• [Set problem] Rewrite the lines below, replacing every "instance" with "occurrence" and leaving all other text unchanged.

• [Extracted data]

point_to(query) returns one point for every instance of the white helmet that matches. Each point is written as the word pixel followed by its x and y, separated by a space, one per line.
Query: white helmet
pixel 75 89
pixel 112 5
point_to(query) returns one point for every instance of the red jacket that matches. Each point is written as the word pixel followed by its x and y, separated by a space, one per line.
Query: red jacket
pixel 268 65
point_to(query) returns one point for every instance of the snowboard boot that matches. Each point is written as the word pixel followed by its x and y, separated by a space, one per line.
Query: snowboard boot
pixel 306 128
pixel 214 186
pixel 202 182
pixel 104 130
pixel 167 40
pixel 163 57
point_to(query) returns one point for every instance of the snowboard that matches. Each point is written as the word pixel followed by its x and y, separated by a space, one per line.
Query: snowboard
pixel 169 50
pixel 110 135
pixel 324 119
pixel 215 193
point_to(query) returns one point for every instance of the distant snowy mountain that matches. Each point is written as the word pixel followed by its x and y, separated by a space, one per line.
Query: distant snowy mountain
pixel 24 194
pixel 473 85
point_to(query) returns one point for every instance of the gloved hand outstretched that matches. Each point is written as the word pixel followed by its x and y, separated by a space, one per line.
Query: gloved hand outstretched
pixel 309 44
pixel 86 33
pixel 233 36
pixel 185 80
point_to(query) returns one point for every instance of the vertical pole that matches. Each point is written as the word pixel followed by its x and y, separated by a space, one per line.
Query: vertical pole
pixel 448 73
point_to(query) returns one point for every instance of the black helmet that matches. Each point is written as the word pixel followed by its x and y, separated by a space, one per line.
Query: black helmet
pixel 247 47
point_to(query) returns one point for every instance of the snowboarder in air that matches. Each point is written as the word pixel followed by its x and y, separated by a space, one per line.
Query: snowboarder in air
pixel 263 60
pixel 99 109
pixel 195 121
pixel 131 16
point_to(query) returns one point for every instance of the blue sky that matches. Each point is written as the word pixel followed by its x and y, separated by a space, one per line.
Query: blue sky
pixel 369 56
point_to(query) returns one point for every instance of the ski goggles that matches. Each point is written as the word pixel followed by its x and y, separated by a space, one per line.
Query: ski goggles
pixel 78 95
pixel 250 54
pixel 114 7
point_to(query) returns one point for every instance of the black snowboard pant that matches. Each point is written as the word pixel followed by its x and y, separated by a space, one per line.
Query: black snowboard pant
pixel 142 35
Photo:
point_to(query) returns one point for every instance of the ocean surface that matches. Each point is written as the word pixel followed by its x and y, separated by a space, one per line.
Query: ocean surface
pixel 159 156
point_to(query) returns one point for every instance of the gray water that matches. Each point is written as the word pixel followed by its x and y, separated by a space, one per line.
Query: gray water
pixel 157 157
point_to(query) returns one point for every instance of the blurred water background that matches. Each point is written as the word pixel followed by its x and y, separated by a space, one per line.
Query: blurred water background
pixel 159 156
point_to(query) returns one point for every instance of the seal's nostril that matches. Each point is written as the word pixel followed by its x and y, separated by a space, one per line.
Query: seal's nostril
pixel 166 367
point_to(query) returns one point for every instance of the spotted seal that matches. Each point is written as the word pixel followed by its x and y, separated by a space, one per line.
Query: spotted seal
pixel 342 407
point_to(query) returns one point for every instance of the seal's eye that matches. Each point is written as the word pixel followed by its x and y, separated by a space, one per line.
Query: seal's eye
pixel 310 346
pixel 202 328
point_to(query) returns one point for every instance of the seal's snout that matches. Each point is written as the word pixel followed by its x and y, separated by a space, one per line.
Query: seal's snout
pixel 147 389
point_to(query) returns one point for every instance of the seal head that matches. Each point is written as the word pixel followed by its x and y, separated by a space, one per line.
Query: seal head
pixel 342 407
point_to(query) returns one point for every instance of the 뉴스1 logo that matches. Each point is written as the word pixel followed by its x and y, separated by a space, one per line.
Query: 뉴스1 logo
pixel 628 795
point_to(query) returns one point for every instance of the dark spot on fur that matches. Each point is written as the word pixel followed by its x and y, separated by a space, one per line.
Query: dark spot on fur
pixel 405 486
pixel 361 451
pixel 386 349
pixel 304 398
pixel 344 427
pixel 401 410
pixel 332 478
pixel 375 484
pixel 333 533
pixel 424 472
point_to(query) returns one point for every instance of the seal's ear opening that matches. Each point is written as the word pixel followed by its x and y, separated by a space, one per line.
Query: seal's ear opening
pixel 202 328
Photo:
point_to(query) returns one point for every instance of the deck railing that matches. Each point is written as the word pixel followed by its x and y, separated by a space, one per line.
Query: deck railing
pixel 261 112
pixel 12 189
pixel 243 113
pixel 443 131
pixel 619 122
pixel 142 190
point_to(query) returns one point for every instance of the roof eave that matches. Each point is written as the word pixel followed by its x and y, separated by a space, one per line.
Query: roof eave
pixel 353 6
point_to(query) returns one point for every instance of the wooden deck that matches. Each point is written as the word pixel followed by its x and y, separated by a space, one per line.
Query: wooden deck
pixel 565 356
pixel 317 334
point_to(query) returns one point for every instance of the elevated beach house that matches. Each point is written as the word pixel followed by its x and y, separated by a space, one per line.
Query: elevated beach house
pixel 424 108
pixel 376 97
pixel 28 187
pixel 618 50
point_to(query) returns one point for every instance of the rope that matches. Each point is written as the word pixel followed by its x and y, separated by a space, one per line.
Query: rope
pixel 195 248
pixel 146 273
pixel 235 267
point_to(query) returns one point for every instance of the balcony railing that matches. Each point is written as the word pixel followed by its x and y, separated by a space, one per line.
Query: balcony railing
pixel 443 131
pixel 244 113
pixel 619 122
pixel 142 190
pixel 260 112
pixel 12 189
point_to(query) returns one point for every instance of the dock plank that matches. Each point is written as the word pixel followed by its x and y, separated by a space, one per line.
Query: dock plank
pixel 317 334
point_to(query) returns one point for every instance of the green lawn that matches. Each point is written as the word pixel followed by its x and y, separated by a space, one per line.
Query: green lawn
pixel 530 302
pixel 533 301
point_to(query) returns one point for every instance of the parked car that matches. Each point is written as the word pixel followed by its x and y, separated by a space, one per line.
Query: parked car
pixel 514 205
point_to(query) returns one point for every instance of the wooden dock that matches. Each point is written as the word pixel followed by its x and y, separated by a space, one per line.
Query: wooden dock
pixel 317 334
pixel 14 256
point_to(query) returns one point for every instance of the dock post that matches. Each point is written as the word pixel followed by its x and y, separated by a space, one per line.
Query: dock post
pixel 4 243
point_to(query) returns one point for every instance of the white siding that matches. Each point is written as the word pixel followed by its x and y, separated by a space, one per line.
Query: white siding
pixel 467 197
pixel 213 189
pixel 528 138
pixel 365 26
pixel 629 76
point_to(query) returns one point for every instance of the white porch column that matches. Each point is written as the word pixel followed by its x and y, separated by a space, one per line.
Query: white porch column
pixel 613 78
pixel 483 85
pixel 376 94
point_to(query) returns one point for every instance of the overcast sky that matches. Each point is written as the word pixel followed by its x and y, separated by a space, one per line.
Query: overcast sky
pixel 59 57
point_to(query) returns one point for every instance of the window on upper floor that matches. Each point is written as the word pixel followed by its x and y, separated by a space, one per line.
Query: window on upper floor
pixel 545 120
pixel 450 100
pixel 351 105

• [Output for this task]
point_to(query) returns one point for every occurrence of the white helmet that matches. Each point is written as the word pixel followed by its x and y, separated by a space, one per line.
Query: white helmet
pixel 75 89
pixel 112 5
point_to(query) returns one point for every occurrence of the red jacket that matches. Each point is written as the word pixel followed by its x and y, separated by a space, one per line.
Query: red jacket
pixel 268 65
point_to(query) returns one point for every occurrence of the snowboard boot that matches. Each point is written as the word pixel followed by its x and y, separated by a space, one per line.
Query: snowboard boot
pixel 306 128
pixel 214 186
pixel 202 182
pixel 104 130
pixel 167 40
pixel 163 57
point_to(query) returns one point for every occurrence of the snowboard that matches. Each point is written as the word pixel followed by its x and y, separated by a space, one per line.
Query: snowboard
pixel 169 50
pixel 110 135
pixel 324 119
pixel 215 193
point_to(query) returns one point for every occurrence of the distant snowy mountain that matches. Each point is written as the word pixel followed by its x and y, separated by a space, one per line.
Query: distant snowy mountain
pixel 24 194
pixel 473 85
point_to(query) returns one point for every occurrence of the gloved hand outstretched that matches. Each point is written as the word pixel followed by its x and y, separated by a space, one per line.
Query: gloved hand outstretched
pixel 309 44
pixel 86 33
pixel 233 36
pixel 185 80
point_to(query) returns one point for every occurrence of the vertical pole that matches. Each point is written as the word pixel followed by its x and y, separated by a space, one per line.
Query: vertical pole
pixel 448 73
point_to(query) returns one point for every occurrence of the black helmet that matches. Each point is written as the word pixel followed by its x and y, separated by a space, one per line.
Query: black helmet
pixel 247 47
point_to(query) returns one point for every occurrence of the snowboarder in air that matches. Each point is written as the word pixel followed by its x and y, separated by a space, one per line.
Query: snowboarder in air
pixel 263 60
pixel 99 109
pixel 195 121
pixel 131 16
point_to(query) returns one point for every occurrence of the blue sky that matches. Each point is written as the word pixel followed by its x and y, separated by a space, one per line.
Query: blue sky
pixel 369 56
point_to(query) returns one point for every occurrence of the ski goggles that matches. Each point is written as the word pixel followed by its x and y, separated by a space, one per line.
Query: ski goggles
pixel 78 95
pixel 250 54
pixel 114 7
point_to(query) returns one point for every occurrence of the black snowboard pant that matches. Each point is written as the word pixel followed by its x and y, separated by a space, one per line.
Query: black snowboard pant
pixel 142 35
Photo:
point_to(query) returns one point for every occurrence of the ocean surface that matches. Each point is written as the word pixel followed by its x and y, separated by a space, one per line.
Query: ocean surface
pixel 159 156
point_to(query) returns one point for every occurrence of the gray water that matches. Each point is written as the word pixel followed by its x and y, separated by a space, one per line.
Query: gray water
pixel 157 157
point_to(query) returns one point for every occurrence of the blurred water background that matches. Each point is written as the word pixel followed by its x and y, separated by a space, one per line.
Query: blurred water background
pixel 159 156
point_to(query) returns one point for every occurrence of the seal's nostril that matches. Each point is written as the word pixel followed by its x and y, separated by a space, one per line.
Query: seal's nostril
pixel 166 367
point_to(query) returns one point for every occurrence of the spotted seal that matches. Each point is written as the word pixel followed by its x and y, separated by a space, one per line.
Query: spotted seal
pixel 342 407
point_to(query) returns one point for every occurrence of the seal's eye that matches. Each point is written as the word pixel followed by its x and y, separated by a space, one per line.
Query: seal's eye
pixel 310 346
pixel 202 328
point_to(query) returns one point for every occurrence of the seal's snout that matches. Each point is written as the word pixel followed by its x and y, separated by a space, one per line.
Query: seal's snout
pixel 147 389
point_to(query) returns one point for every occurrence of the seal head that matches. Each point is written as the word pixel followed by its x and y, separated by a space, one per line.
Query: seal head
pixel 342 407
point_to(query) returns one point for every occurrence of the 뉴스1 logo that matches. Each point is written as the word pixel followed by its x and y, separated by a space, one per line.
Query: 뉴스1 logo
pixel 628 795
point_to(query) returns one point for every occurrence of the dark spot on fur that matches. Each point is written as the word pixel followed by its x and y, separated by a space, one per line.
Query: dark spot on fur
pixel 405 486
pixel 361 451
pixel 386 349
pixel 304 398
pixel 344 427
pixel 401 410
pixel 332 478
pixel 375 484
pixel 333 533
pixel 424 472
point_to(query) returns one point for every occurrence of the seal's ear opening that matches. Each point is written as the word pixel followed by its x and y, separated by a space, one per line.
Query: seal's ear opening
pixel 202 328
Photo:
point_to(query) returns one point for every occurrence of the deck railing that matches. Each point is written as the word pixel followed by its x and y, separated by a space, one per line.
Query: deck railing
pixel 261 112
pixel 12 189
pixel 243 113
pixel 443 131
pixel 619 122
pixel 142 190
point_to(query) returns one point for every occurrence of the roof eave that matches. Each point is written as the word pixel followed by its x and y, separated by a space, one per line.
Query: roof eave
pixel 353 6
point_to(query) returns one point for every occurrence of the wooden deck that matches. Each point is written as the word pixel followed by its x and y, separated by a space, one per line.
Query: wooden deck
pixel 565 356
pixel 317 334
point_to(query) returns one point for every occurrence of the elevated beach house that matches. Each point is written as the word pixel followed by its x and y, separated by a space, one per line.
Query: elevated beach house
pixel 424 108
pixel 376 97
pixel 28 187
pixel 618 50
point_to(query) returns one point for every occurrence of the rope that matches. Each point is written as the word pixel followed by its x and y, separated by a space, one per line.
Query: rope
pixel 195 248
pixel 146 273
pixel 235 267
point_to(query) returns one point for every occurrence of the balcony railing that matches. Each point is written as the word pixel followed by its x and y, separated by a space, one per line.
Query: balcony railing
pixel 443 131
pixel 244 113
pixel 619 122
pixel 142 190
pixel 260 112
pixel 12 189
point_to(query) returns one point for every occurrence of the dock plank that matches. Each point is written as the word pixel followed by its x and y, separated by a space, one per line.
Query: dock plank
pixel 317 334
point_to(query) returns one point for every occurrence of the green lawn that matches. Each point is written as the word pixel followed by its x and y, separated by a space, one per line.
Query: green lawn
pixel 530 302
pixel 533 301
point_to(query) returns one point for every occurrence of the parked car that matches. Each point is written as the word pixel followed by its x and y, separated by a space, one per line.
Query: parked car
pixel 514 205
point_to(query) returns one point for every occurrence of the wooden dock that matches. Each point is written as the word pixel followed by its x and y, separated by a space, one per line.
Query: wooden dock
pixel 317 334
pixel 14 256
point_to(query) returns one point for every occurrence of the dock post that matches. Each point is written as the word pixel followed by its x and y, separated by a space, one per line.
Query: dock post
pixel 4 243
point_to(query) returns one point for every occurrence of the white siding that matches. Each point is written as the word pixel followed by its x and y, separated by a space, one per line.
Query: white siding
pixel 467 197
pixel 213 189
pixel 528 138
pixel 365 26
pixel 629 76
point_to(query) returns one point for every occurrence of the white porch column that matches. Each point is written as the word pixel followed by its x and y, separated by a space, one per line.
Query: white porch column
pixel 613 78
pixel 483 85
pixel 376 94
point_to(query) returns one point for every occurrence of the overcast sky that matches. Each point is written as the word pixel followed by its x and y, separated by a space, one per line.
Query: overcast sky
pixel 59 57
point_to(query) returns one point for every occurrence of the window on upper floor that matches. Each point is written as the word pixel followed by its x and y, separated by a space, one per line.
Query: window on upper floor
pixel 545 120
pixel 450 100
pixel 351 105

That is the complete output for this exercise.